* **Отрывок**
_ _ _ _ _
Она ощущала цепкий колючий взгляд кожей. Цезарь, похоже, не собирался не смотреть на нее, как и делать вид, что Кора совсем не интересует его, как очередная рабыня в постели. Однако именно этот взгляд чем-то разительно отличался от тех, что прежде ловила на себе девушка.
-Тиберий с самого детства больше тянулся к отцу, нежели к матери, желал быть на него похожим, лишь только начал осознавать себя, - испытав досаду от того, что невольно рассказала о том, о чем гостю совсем не обязательно было знать, Кора ненадолго замолчала, находя, что рассматривание кубка с вином вполне может быть заменой его употреблению. Затем она все же решилась спросить, поднимая взгляд. - К чему ты ведешь этот разговор?

+2

6

Осторожная и недоверчивая Кора далеко не сразу опустилась в кресло, но все-таки оказалась столь близко, что, перегнувшись через подлокотник, Гай мог бы накрыть ладонью ее хрупкое плечо. К кубку она не притронулась; это было довольно красноречивым выражением недоверия. С неудовольствием Гай подумал: либо Марк разбаловал ее настолько, что ей казалось низким пить с каким-то там римлянином, либо… вовсе избегал даровать знаки внимания, чтобы женщина не зазнавалась.
«А ты ведь прекрасно понимаешь, хитрый мерзавец, что живешь в центре клубка сплетенных змей. Любовницы и любимые сцеживают тебе яд в вино, и это убьет тебя быстрее, чем война. И определенно быстрее, чем Спартак».
– Один раз я уже извинился перед тобой, так и не требуй второго, – предупредил Гай, вперив в Кору свой диковатый немигающий взгляд. Она сейчас же опустила глаза; от длинных черных ресниц на щеки упала тень. Немного смягчившись, Гай отвернулся и сделал очередной глоток из своего кубка. – Это было не оскорбление, Кора. Это была лесть. И всё же трудно не заметить, что тебя и Марка Красса связывают некие… обстоятельства.
«Например, желание в его взгляде. Неподдельная ярость в голосе, когда ты в моих руках. Глубокая любовь, какую никогда не почувствуют римлянки: они смеются над нею, но сами по ночам мечтают о том, чтобы так же смотрели на них и так же хотели…»
Тиберий значил для Коры больше, чем ожидалось, если она решила поговорить о нем. Гай подумал, не её ли это сын, но отбросил такую мысль, несмотря на их внешнее мнимое сходство: Марк Красс никогда бы не сделал своим наследником сына, рожденного вне брака, а змея-Тертулла никогда бы не терпела чадо, появившееся не из ее чрева.
_ _ _ _ _
* **Что сделать**
**a.** К кому, согласно отрывку, Тиберий с самого детства тянулся больше?
**b.** Пожалуйста, перепишите часть отрывка от «Осторожная и недоверчивая» до «женщина не зазнавалась.», подставив «Цезарь» вместо «Гай».
Далее идут данные, не связанные с отрывком.

* **Записи набора данных для разметки**
_ _ _ _ _
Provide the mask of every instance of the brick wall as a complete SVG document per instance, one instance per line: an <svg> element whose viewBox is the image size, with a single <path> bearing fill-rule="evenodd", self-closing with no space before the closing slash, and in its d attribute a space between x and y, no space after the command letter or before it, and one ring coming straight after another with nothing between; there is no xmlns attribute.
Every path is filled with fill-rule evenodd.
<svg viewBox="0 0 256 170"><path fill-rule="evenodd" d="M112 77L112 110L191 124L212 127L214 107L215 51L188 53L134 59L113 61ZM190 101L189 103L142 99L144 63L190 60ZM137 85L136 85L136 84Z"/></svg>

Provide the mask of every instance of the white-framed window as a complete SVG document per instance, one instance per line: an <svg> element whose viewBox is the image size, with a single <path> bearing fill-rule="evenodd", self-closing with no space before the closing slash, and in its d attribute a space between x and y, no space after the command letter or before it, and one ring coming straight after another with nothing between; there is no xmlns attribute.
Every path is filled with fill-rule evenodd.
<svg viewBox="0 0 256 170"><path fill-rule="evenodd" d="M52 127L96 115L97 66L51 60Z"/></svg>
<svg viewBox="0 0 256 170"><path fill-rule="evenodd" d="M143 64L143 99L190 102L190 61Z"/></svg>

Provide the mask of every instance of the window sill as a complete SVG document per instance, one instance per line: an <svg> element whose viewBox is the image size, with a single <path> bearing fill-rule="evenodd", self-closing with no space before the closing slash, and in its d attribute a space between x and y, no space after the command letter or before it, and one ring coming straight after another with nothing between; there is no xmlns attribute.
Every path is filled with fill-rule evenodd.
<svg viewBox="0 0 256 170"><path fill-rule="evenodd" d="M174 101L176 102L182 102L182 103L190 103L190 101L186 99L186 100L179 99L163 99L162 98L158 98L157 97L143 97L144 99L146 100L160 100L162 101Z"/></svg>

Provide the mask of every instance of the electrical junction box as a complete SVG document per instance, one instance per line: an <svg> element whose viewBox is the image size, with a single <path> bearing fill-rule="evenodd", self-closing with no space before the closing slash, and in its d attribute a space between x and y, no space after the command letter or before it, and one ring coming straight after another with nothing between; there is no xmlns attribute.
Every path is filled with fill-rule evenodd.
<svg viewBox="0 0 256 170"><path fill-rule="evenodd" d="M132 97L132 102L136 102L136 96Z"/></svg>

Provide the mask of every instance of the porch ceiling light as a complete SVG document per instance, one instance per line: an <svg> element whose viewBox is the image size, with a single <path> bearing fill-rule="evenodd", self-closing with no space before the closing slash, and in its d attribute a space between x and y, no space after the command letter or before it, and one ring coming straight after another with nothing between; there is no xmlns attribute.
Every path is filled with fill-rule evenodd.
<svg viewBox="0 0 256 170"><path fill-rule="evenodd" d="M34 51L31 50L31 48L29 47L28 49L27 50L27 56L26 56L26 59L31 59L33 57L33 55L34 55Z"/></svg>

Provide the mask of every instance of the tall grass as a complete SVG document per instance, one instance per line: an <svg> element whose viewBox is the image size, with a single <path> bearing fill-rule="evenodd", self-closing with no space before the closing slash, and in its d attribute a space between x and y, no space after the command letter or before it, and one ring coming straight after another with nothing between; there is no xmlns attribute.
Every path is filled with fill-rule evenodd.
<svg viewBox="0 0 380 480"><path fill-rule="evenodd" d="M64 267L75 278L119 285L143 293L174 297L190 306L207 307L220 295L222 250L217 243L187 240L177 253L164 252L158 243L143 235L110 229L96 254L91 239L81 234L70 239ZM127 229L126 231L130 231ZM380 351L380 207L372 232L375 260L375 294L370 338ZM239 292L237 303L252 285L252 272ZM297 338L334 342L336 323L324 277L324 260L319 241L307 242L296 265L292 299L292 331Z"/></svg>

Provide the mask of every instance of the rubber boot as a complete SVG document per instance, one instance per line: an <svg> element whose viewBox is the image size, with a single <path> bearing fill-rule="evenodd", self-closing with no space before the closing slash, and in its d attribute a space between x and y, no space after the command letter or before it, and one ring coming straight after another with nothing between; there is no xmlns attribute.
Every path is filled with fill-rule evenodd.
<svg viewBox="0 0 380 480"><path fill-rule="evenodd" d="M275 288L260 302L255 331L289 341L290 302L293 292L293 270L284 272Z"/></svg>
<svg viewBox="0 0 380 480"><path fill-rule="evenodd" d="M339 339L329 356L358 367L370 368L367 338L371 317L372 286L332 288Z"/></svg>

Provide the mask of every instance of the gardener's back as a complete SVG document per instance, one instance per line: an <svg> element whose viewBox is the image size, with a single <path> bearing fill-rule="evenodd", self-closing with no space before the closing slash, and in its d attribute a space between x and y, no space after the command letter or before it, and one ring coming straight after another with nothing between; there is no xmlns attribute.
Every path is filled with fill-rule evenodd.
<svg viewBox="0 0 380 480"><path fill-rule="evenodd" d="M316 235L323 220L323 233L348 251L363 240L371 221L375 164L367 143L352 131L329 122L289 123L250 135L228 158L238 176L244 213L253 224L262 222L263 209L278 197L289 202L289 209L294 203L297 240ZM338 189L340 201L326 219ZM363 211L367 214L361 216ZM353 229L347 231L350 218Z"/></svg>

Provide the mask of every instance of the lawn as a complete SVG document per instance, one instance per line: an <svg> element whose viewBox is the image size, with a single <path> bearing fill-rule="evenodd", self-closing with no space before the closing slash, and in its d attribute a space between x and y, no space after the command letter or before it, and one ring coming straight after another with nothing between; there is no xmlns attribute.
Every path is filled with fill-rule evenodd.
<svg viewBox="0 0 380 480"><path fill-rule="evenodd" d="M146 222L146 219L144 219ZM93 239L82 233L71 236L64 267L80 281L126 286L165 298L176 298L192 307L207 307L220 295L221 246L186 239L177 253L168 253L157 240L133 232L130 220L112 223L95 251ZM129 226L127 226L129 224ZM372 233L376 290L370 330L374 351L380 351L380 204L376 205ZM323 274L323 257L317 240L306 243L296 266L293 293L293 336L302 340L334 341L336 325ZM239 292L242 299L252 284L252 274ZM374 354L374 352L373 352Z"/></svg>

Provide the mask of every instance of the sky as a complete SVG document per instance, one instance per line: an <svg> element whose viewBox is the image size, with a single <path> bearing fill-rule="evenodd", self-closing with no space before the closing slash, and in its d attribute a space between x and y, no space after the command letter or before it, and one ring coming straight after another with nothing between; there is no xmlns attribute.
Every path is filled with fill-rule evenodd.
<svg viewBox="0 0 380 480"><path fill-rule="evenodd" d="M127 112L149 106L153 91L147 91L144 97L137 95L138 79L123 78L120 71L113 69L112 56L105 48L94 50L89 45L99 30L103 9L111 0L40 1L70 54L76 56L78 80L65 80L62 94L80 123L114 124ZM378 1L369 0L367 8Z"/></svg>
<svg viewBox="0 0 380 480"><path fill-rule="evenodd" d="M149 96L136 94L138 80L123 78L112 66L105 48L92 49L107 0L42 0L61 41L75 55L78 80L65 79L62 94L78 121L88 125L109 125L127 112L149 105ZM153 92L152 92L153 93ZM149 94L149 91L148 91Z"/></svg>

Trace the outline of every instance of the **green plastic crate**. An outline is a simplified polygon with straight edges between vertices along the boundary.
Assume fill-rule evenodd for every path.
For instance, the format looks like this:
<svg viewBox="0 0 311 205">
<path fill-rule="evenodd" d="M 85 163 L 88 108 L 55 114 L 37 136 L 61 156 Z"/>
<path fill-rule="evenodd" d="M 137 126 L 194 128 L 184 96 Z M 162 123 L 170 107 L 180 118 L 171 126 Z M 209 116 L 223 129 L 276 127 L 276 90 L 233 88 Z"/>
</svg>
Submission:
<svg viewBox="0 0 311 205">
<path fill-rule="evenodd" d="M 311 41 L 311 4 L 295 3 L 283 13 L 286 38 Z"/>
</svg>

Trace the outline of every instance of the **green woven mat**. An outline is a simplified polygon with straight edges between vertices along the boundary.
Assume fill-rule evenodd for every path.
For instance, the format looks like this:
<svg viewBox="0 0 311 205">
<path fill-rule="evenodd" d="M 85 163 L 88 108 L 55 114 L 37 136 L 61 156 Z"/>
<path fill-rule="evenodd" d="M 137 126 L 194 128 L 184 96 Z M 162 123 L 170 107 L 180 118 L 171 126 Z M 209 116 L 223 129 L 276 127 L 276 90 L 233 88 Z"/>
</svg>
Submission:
_ _ _ _ _
* **Ответы**
**a.** Тиберий с самого детства больше тянулся к отцу, нежели к матери.

**b.**
Осторожная и недоверчивая Кора далеко не сразу опустилась в кресло, но все-таки оказалась столь близко, что, перегнувшись через подлокотник, Цезарь мог бы накрыть ладонью ее хрупкое плечо. К кубку она не притронулась; это было довольно красноречивым выражением недоверия. С неудовольствием Цезарь подумал: либо Марк разбаловал ее настолько, что ей казалось низким пить с каким-то там римлянином, либо… вовсе избегал даровать знаки внимания, чтобы женщина не зазнавалась.